# Required task
Filter the listing below down to the lines containing the word "Query", and treat the match as case-sensitive.

# Records supplied
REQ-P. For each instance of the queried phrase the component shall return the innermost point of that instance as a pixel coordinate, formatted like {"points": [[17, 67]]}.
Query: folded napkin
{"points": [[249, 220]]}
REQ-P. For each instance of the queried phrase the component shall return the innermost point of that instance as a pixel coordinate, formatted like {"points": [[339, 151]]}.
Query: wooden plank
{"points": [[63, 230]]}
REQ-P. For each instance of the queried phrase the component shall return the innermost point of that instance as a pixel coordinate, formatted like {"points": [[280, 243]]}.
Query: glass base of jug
--
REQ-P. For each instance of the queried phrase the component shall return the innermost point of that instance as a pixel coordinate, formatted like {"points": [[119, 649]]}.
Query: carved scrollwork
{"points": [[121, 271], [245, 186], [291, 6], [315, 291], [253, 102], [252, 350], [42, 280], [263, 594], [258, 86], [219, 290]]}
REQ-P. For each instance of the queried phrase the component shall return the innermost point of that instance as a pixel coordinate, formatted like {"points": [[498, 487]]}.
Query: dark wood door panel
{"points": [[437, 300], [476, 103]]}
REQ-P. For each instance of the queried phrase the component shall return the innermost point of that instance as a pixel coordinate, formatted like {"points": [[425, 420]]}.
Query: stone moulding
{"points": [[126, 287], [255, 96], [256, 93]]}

# Output below
Query: folded napkin
Query: wooden plank
Query: glass base of jug
Query: carved scrollwork
Query: dark wood door panel
Query: stone moulding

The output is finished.